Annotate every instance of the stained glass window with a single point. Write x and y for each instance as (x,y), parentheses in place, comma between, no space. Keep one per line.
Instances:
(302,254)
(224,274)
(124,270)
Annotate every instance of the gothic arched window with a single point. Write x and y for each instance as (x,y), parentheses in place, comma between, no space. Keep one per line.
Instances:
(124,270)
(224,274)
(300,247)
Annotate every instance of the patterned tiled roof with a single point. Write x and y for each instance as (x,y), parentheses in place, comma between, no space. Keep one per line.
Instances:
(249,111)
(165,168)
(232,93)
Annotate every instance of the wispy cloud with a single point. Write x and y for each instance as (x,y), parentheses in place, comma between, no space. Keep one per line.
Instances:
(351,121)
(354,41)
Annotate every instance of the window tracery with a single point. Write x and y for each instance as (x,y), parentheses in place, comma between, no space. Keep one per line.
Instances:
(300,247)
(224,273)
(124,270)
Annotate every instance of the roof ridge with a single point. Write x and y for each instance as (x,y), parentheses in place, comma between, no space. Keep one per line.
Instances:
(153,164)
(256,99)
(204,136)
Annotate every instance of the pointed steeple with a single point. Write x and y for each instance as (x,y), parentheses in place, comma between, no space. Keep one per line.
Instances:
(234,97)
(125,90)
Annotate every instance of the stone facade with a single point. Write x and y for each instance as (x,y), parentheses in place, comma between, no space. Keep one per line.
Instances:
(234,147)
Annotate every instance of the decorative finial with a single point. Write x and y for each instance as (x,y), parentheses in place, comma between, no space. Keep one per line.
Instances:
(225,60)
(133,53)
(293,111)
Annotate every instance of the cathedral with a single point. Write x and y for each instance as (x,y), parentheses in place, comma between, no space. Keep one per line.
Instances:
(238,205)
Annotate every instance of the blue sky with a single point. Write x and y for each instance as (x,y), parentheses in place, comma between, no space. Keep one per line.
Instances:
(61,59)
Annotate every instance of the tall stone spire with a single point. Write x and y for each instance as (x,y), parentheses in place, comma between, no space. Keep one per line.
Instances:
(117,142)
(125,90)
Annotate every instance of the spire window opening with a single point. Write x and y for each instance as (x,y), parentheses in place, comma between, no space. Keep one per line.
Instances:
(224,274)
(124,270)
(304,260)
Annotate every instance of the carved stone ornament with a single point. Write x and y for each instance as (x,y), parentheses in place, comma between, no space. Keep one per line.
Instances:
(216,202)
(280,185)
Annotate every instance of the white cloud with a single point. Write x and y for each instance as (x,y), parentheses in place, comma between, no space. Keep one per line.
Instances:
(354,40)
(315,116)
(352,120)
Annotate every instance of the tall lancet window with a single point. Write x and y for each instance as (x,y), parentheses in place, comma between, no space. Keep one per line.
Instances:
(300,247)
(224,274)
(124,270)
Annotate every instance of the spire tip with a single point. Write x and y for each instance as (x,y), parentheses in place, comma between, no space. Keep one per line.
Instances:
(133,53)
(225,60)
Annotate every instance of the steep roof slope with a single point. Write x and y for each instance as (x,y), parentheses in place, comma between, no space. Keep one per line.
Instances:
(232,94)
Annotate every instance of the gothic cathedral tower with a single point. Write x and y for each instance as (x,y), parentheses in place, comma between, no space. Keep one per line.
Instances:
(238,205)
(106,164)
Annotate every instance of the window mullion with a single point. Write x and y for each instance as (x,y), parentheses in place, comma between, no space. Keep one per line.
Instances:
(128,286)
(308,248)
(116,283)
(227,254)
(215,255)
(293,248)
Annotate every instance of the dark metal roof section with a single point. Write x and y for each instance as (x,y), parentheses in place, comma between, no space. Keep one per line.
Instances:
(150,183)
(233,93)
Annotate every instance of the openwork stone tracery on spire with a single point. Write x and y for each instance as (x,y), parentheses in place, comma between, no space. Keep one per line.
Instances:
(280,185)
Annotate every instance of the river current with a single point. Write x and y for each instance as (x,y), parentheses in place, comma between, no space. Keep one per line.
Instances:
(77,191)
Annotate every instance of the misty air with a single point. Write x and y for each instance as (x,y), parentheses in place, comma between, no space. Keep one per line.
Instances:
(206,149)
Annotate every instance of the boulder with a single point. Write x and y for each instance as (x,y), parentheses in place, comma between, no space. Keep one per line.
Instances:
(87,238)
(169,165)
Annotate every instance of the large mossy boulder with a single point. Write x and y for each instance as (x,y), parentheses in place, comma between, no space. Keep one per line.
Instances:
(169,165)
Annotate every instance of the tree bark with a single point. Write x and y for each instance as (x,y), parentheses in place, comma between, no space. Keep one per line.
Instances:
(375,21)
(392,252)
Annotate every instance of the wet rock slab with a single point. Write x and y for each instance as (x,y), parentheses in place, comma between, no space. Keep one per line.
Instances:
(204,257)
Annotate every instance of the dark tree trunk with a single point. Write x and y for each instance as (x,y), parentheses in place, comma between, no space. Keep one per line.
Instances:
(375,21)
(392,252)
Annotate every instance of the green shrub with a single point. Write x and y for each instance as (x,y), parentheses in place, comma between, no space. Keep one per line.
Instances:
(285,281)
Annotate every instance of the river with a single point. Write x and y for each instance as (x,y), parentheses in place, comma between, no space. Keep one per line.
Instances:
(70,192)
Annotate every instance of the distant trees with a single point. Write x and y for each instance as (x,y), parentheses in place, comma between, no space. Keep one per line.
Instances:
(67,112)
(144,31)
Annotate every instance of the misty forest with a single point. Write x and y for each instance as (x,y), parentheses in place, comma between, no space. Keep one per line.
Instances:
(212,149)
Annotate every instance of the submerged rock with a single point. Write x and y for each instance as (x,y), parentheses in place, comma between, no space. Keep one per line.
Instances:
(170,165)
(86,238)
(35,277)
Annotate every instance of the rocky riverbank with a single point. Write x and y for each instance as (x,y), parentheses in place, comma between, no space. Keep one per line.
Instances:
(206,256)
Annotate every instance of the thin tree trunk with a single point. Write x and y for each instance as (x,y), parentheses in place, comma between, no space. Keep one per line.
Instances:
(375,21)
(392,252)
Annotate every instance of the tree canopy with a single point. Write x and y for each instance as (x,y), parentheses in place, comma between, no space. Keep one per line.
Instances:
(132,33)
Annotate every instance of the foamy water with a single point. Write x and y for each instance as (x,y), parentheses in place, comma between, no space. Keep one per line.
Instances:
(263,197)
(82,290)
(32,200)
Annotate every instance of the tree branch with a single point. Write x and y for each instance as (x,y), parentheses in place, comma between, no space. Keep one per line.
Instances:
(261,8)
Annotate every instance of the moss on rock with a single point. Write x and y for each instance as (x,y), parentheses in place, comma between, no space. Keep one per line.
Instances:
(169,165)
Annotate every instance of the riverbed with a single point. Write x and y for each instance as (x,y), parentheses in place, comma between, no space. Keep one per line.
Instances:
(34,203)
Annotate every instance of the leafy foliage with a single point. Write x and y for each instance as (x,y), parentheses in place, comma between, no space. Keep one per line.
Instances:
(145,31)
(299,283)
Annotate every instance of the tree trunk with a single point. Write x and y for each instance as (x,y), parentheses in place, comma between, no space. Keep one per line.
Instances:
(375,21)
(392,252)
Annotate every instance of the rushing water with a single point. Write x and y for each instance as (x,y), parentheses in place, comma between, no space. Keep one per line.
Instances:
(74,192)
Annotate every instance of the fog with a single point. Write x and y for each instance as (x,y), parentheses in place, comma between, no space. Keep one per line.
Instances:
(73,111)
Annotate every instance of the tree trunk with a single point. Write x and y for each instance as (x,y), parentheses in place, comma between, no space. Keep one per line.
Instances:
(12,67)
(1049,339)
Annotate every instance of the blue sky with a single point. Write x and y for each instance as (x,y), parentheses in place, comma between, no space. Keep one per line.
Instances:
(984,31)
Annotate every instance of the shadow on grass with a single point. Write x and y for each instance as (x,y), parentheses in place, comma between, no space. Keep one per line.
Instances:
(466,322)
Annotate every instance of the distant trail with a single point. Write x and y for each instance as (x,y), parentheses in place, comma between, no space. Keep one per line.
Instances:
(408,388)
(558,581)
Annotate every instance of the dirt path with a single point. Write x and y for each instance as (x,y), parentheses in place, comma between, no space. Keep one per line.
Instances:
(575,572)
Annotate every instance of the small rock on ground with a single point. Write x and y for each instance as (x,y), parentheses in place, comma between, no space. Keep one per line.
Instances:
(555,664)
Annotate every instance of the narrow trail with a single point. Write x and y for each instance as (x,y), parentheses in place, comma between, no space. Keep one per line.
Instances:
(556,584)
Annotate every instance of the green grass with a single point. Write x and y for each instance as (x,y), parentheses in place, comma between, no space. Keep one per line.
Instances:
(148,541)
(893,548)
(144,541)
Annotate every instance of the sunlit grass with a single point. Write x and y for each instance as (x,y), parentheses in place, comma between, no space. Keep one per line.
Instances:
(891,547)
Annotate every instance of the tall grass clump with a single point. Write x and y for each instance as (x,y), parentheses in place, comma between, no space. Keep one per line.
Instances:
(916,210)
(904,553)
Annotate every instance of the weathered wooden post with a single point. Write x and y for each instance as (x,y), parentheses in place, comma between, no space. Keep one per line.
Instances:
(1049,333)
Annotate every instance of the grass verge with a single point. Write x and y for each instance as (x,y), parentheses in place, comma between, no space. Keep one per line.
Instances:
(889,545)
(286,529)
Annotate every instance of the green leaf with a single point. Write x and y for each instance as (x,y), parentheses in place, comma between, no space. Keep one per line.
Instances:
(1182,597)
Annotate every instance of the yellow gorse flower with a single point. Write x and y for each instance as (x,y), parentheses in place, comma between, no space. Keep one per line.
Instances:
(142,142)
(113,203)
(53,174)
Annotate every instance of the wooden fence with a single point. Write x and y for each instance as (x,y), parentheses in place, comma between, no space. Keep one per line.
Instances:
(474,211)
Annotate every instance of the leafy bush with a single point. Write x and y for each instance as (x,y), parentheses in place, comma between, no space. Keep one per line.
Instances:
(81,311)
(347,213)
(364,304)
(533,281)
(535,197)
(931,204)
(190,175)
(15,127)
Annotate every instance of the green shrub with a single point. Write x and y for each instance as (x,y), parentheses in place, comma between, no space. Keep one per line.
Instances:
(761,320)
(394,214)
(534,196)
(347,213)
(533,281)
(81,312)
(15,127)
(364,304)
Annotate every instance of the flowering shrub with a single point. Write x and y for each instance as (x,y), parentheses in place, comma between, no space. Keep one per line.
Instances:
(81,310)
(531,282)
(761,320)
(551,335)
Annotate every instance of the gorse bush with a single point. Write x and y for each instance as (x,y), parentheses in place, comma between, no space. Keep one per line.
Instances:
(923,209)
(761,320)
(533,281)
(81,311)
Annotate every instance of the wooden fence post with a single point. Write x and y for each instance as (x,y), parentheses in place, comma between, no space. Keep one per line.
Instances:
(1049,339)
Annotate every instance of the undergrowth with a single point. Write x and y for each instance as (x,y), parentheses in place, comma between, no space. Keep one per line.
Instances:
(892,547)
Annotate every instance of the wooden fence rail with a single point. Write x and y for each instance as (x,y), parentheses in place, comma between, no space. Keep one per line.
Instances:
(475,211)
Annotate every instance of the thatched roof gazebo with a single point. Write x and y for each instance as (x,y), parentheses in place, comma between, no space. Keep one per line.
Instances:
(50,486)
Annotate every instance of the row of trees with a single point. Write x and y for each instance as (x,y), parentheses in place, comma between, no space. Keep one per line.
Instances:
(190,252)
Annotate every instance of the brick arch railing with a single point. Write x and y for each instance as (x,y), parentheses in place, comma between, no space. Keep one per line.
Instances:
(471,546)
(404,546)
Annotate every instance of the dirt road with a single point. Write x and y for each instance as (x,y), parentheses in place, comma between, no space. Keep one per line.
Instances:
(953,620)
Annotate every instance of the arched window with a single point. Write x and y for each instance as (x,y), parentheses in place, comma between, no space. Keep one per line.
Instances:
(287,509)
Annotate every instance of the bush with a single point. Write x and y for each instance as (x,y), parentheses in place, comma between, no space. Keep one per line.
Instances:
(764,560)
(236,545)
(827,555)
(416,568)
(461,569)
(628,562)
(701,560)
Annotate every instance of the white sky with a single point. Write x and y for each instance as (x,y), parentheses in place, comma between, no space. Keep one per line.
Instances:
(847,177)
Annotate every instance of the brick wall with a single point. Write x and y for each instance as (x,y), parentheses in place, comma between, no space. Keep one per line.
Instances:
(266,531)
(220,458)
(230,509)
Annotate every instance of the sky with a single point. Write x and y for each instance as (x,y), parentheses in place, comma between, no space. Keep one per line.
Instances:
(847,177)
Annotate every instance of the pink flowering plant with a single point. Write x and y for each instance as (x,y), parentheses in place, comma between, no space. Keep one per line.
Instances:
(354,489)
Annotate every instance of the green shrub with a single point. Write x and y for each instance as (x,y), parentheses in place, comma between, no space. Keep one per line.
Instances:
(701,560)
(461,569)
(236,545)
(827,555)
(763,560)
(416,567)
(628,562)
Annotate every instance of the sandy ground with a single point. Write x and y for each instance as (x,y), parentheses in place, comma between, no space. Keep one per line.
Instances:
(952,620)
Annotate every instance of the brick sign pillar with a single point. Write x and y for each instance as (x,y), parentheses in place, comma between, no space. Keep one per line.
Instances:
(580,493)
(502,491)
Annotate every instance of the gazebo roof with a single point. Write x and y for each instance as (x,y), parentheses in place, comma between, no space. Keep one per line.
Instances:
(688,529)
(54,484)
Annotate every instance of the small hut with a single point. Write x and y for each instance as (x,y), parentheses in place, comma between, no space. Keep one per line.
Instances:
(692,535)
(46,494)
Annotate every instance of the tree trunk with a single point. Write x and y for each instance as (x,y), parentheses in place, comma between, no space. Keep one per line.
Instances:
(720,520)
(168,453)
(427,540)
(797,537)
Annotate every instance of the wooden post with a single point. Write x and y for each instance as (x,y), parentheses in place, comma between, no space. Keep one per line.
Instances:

_Directions for this task_
Quote, word for word, every line starting at the one that contains "Annotate every instance of the small hut" and ending with the final line of the entries.

_Output below_
Annotate every instance of the small hut with a single point. Write x and y for each instance as (x,y), parentheses in place, comma between, no space. Keep one per line.
Instances:
(692,535)
(46,494)
Annotate every instance of the tree trunk with a single point. Write x and y for each instance as (x,y), parentheses in place, comma between, no space. Keep one per line.
Instances:
(720,520)
(168,453)
(427,540)
(797,537)
Annotate every instance of the wooden post with a single point. Write x and y for each instance as (x,y), parentheses in place, comma between, no space. Keep one per line.
Instances:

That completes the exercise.